How to complete this task. Go through the entries below from the first line and output each one exactly, up to and including the line with "dark ground".

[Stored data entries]

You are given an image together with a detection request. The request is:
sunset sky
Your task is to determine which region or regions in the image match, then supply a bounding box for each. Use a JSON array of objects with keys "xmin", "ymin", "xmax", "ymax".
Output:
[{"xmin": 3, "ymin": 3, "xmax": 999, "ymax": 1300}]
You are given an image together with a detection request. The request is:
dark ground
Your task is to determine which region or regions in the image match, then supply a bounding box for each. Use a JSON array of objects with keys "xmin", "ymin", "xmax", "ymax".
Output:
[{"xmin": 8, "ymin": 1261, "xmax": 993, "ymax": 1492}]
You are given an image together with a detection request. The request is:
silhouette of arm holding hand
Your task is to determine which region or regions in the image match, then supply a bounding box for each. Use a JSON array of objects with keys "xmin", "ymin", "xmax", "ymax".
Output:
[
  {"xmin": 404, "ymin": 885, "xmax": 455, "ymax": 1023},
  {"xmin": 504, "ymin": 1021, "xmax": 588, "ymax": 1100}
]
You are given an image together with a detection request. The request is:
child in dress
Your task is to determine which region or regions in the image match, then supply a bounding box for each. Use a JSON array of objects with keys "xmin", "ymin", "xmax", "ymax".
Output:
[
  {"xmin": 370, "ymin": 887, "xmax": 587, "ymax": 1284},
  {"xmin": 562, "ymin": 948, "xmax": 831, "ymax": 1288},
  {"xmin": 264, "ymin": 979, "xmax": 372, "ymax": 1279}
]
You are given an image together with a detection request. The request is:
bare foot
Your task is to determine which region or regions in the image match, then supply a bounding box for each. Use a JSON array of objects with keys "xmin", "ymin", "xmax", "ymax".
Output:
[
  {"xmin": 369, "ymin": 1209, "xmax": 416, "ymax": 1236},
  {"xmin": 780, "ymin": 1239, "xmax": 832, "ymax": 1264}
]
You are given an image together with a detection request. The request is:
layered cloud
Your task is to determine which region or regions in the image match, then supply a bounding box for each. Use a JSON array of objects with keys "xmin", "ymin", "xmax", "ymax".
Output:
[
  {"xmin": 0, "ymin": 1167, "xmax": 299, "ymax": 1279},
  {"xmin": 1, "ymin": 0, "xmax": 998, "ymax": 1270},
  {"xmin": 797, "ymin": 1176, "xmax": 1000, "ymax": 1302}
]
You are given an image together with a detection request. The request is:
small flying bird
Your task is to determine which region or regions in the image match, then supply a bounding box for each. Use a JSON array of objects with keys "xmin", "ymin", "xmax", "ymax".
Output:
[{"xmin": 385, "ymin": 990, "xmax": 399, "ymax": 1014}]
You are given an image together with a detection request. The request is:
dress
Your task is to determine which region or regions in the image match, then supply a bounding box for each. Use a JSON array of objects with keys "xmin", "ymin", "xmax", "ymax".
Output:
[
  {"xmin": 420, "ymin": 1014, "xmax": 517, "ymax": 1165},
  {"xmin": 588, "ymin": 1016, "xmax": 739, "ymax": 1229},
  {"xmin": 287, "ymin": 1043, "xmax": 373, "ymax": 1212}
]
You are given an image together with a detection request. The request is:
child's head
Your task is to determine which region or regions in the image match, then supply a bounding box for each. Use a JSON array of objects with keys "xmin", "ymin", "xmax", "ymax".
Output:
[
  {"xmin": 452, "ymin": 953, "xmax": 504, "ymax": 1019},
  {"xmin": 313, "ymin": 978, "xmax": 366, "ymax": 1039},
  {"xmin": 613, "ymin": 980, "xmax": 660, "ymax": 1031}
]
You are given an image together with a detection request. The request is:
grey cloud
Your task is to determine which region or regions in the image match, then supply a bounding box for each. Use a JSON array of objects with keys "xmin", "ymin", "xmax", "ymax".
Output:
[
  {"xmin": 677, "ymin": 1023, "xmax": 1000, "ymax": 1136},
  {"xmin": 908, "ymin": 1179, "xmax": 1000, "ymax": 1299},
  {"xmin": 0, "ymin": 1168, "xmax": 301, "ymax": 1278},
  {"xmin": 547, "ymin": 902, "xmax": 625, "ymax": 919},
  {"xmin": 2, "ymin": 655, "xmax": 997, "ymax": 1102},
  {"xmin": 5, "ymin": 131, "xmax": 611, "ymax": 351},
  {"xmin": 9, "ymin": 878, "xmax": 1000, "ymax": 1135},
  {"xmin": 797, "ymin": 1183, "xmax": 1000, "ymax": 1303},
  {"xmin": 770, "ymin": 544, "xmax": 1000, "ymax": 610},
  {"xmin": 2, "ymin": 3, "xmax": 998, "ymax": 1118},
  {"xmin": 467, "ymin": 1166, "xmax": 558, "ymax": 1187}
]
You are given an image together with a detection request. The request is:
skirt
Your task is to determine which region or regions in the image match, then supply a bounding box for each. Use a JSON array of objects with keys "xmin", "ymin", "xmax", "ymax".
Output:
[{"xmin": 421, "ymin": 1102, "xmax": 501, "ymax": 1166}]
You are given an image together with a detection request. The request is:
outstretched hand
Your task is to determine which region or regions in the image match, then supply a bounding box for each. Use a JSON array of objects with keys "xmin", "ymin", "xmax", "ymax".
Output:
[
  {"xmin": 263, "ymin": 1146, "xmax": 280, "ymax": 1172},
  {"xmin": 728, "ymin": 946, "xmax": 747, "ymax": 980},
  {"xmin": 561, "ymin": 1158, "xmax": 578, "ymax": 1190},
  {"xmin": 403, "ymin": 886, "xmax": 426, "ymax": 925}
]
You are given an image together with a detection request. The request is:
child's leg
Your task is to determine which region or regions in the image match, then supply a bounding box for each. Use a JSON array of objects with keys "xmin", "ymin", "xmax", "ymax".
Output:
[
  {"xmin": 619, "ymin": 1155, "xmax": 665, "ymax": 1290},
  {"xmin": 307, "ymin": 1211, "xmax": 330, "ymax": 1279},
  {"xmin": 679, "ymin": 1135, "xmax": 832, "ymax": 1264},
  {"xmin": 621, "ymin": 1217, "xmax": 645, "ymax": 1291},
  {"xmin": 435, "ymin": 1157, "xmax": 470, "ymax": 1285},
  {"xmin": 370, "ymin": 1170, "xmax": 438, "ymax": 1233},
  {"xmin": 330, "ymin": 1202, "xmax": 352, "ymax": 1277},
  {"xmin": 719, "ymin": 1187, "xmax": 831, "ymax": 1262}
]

Answer section.
You are given an image together with a detection request. The request is:
sunset sky
Your task is to determine which region or regions in the image match, then supply a bounding box for each. Use a JSON array of objects with keys "xmin", "ymin", "xmax", "ymax".
Output:
[{"xmin": 3, "ymin": 3, "xmax": 999, "ymax": 1300}]
You are given an image together with a detection request. The request is:
dark ground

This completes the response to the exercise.